- [What needs to be done] Reproduce the following data verbatim, line for line and with no changes.

- [Named-object pointing records]
:::

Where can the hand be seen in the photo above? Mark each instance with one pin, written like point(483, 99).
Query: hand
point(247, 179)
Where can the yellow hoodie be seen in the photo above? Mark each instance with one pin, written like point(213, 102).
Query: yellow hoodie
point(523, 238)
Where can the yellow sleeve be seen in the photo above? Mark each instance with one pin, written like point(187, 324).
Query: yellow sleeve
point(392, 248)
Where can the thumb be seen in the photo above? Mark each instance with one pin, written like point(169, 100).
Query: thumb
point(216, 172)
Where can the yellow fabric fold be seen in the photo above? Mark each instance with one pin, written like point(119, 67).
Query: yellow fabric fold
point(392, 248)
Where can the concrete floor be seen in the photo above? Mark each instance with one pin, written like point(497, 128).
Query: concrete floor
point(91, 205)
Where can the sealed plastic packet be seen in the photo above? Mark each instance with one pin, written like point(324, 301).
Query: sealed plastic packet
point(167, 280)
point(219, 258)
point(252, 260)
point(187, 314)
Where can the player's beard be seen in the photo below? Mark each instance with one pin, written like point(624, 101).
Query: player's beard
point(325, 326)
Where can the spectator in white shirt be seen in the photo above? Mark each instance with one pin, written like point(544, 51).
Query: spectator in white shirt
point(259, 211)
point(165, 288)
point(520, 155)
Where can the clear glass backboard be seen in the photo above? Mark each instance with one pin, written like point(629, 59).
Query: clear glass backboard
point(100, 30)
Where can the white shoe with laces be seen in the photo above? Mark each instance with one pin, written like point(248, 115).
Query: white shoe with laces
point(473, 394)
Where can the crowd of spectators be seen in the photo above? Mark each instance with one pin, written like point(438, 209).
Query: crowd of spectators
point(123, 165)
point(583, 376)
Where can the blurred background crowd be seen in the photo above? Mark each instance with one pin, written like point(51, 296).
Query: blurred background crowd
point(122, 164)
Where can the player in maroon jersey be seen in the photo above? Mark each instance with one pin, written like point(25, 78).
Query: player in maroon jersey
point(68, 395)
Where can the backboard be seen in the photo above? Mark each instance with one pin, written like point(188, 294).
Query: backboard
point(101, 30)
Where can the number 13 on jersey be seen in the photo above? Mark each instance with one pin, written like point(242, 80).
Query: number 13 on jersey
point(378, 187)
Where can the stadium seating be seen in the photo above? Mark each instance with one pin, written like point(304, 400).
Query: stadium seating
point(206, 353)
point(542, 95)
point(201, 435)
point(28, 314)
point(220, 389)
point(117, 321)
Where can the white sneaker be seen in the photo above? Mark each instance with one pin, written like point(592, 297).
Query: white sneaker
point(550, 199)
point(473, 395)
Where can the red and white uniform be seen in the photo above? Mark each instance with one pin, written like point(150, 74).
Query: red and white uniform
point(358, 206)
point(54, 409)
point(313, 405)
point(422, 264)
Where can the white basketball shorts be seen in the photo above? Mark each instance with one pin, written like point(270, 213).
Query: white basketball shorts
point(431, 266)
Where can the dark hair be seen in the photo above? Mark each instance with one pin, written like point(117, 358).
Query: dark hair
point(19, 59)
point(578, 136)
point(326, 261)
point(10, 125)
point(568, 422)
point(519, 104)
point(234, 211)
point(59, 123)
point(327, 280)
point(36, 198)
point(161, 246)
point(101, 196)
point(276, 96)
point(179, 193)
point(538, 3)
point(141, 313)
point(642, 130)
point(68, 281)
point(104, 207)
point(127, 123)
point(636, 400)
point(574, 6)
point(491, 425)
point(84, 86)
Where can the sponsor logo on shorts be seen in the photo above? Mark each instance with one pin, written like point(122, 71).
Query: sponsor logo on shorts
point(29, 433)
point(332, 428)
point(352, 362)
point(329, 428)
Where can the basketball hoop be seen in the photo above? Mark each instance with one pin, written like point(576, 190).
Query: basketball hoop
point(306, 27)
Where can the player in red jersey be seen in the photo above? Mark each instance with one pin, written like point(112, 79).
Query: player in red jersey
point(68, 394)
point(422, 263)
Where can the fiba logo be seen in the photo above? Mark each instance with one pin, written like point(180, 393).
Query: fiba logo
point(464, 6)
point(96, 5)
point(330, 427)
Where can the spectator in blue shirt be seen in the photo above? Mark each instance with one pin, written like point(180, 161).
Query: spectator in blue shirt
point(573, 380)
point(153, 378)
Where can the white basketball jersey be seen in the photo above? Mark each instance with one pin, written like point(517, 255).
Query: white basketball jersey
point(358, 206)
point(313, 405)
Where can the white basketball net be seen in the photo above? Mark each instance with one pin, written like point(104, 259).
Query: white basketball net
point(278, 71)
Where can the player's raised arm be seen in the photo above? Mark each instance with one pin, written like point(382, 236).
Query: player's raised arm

:::

- [Solution to the problem]
Where can the hand be seen in the photo above? Mark each instance with one pin, written like point(483, 99).
Query: hand
point(247, 179)
Where can the yellow hoodie be seen in the photo above? Mark each instance with one pin, written like point(213, 102).
Query: yellow hoodie
point(523, 238)
Where can the yellow sleeve be seen in the photo above? Mark each instance with one pin, written like point(187, 324).
Query: yellow sleeve
point(392, 248)
Where can the thumb be seen in the photo above? Mark each instance with one pin, written like point(169, 100).
Query: thumb
point(216, 172)
Where can the yellow fabric fold be seen in the photo above? Mark each instance with one pin, written like point(119, 67).
Query: yellow fabric fold
point(392, 248)
Where can the concrete floor be seen in the photo above? Mark each instance with one pin, written like point(497, 128).
Query: concrete floor
point(91, 205)
Where can the sealed plastic packet be seen in the photo above? Mark each instance with one pin, written like point(324, 301).
Query: sealed plastic packet
point(167, 280)
point(219, 258)
point(252, 260)
point(187, 314)
Where can the player's beard be seen in the photo below? Mark each instance with one pin, written like point(624, 101).
Query: player's beard
point(325, 326)
Where can the spectator in white shirt be seen in the photo above? Mark each instance with one pin, written like point(544, 51).
Query: spectator in white shirt
point(259, 211)
point(165, 288)
point(520, 155)
Where can the clear glass backboard be seen in the photo above? Mark each instance with one pin, written like point(629, 59).
Query: clear glass backboard
point(100, 30)
Where can the white shoe with laces be seen in the photo above? Mark each instance with one pin, written like point(248, 115).
Query: white shoe with laces
point(473, 394)
Where can the crowd of spectators be seen in the photo above? Mark each instance with one pin, written like point(438, 209).
Query: crowd of spectators
point(123, 165)
point(583, 376)
Where can the blurred background crowd be seen in the photo above? Mark each instance with one pin, written like point(51, 296).
Query: blurred background crowd
point(122, 164)
Where can the player in maroon jersey be seen in the photo above? Mark each instance with one pin, written like point(25, 78).
Query: player in maroon jersey
point(68, 395)
Where can the backboard be seen in the photo above? Mark each instance with one pin, written like point(188, 294).
Query: backboard
point(101, 30)
Where can the number 13 on jersey be seen in the photo above? Mark each instance with one pin, written like point(242, 80).
Query: number 13 on jersey
point(378, 187)
Where can the stadium seating be seen in the photo above? Mark each instance with one pin, written like point(304, 400).
Query: stadium seating
point(206, 353)
point(542, 95)
point(201, 435)
point(28, 314)
point(220, 389)
point(117, 321)
Where can the white sneaker be seen in the photo above? Mark each instance with one pin, written like point(592, 297).
Query: white sneaker
point(550, 199)
point(473, 395)
Where can the red and white uniform be seen in the photo above? Mark each instance with one pin, written like point(150, 74).
Query: red and white uniform
point(358, 206)
point(54, 409)
point(313, 405)
point(422, 264)
Where can the white basketball shorts be seen in the photo above? Mark each instance with one pin, written like point(270, 213).
Query: white basketball shorts
point(431, 266)
Where can the dark hair be seen in the photo above? Mark each instance with one pin, written like point(117, 358).
Query: dark hair
point(19, 59)
point(578, 136)
point(326, 261)
point(10, 125)
point(568, 422)
point(519, 104)
point(234, 211)
point(59, 123)
point(327, 280)
point(36, 198)
point(161, 246)
point(101, 196)
point(276, 96)
point(179, 193)
point(538, 3)
point(141, 313)
point(642, 130)
point(68, 281)
point(104, 207)
point(127, 123)
point(636, 400)
point(574, 6)
point(491, 425)
point(84, 86)
Where can the sponsor logo on shorts be seen in the photo above? Mark each instance with one pin, written like point(122, 71).
Query: sponsor logo on shorts
point(29, 433)
point(332, 428)
point(352, 362)
point(329, 428)
Where can the basketball hoop be seen in the photo above? Mark each instance with one pin, written like point(576, 190).
Query: basketball hoop
point(306, 27)
Where can the player in red jersey be seen in the photo above? Mark each instance with one pin, written like point(112, 79).
Query: player in red jersey
point(68, 394)
point(422, 263)
Where can the fiba logo be seen in the photo above? Mark each instance with one pin, written like point(180, 393).
Query: fiba logo
point(464, 6)
point(96, 5)
point(330, 427)
Where can the spectator in blue shirt be seen in the photo above? Mark each instance with one pin, written like point(180, 161).
Query: spectator in blue shirt
point(573, 380)
point(153, 378)
Where can the white basketball jersey be seen in the photo above? Mark each instance with one pin, written like point(517, 255).
Query: white basketball jersey
point(358, 206)
point(313, 405)
Where can the white basketball net be seen in the photo above? Mark each instance with one pin, written like point(104, 259).
Query: white basketball net
point(278, 71)
Where can the player's raised arm be seen in the photo above? Mark each instance with one pin, written like point(382, 236).
Query: player's raised arm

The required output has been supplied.